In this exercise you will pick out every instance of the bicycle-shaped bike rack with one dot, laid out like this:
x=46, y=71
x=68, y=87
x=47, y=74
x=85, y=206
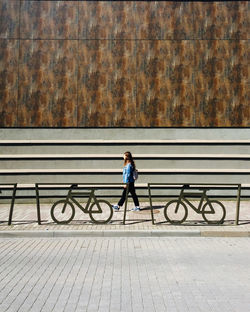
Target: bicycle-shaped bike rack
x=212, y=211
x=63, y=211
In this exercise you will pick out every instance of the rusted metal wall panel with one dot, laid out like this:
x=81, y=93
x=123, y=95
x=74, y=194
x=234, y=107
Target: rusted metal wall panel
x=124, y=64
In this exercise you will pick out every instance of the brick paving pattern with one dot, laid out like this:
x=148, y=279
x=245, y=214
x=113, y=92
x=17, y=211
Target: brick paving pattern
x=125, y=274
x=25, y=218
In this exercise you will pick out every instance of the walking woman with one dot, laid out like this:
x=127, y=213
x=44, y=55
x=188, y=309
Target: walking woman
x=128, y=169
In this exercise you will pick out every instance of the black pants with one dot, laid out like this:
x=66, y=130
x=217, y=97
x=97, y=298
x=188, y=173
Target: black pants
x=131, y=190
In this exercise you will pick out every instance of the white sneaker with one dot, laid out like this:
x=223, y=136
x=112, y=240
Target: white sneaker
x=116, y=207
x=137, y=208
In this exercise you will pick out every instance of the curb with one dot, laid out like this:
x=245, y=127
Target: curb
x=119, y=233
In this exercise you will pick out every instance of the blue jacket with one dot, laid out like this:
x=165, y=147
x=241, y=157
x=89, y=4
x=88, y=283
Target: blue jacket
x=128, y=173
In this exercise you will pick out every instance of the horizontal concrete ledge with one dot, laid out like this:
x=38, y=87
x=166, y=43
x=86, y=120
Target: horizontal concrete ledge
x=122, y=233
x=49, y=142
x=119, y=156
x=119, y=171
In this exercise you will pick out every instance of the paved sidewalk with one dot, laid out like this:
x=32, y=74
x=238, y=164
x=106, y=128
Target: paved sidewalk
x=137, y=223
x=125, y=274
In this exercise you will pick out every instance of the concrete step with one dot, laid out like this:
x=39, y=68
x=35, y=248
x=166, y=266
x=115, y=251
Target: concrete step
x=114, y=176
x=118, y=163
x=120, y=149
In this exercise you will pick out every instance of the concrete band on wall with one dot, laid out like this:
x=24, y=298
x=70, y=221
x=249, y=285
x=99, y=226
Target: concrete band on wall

▶ Exercise details:
Rewrite the lines above, requests included, starting with the first line and going on through the line with "x=131, y=190", and leave the pictures out. Multiply every answer coordinate by 1.15 and round to whole numbers with halves going up, but keep the coordinates in the requests and their sample layouts unchanged.

▶ Solution for this exercise:
In this exercise you will pick out every instance of the bicycle-shaped bike rack with one dot, laid out like this:
x=46, y=71
x=68, y=87
x=47, y=74
x=85, y=206
Target: bicycle-shaped bike rack
x=244, y=243
x=72, y=243
In this exercise you will pick out every instance of the rusted metal wall panel with one dot, laid out like this:
x=81, y=93
x=123, y=95
x=74, y=194
x=234, y=107
Target: rusted metal wall panel
x=143, y=74
In this exercise you will pick out every instance of the brick paving pattern with one dot, laid out like this:
x=148, y=279
x=245, y=214
x=113, y=92
x=17, y=211
Target: brick paving pattern
x=144, y=315
x=29, y=251
In this exercise you will pick out every instance of the walking woman with one dot, laid out like this:
x=127, y=213
x=44, y=55
x=188, y=309
Target: walking woman
x=147, y=194
In this exercise you will pick out every instance of the black pants with one dot, laid out like this:
x=66, y=130
x=217, y=97
x=97, y=298
x=188, y=173
Target: black pants
x=151, y=219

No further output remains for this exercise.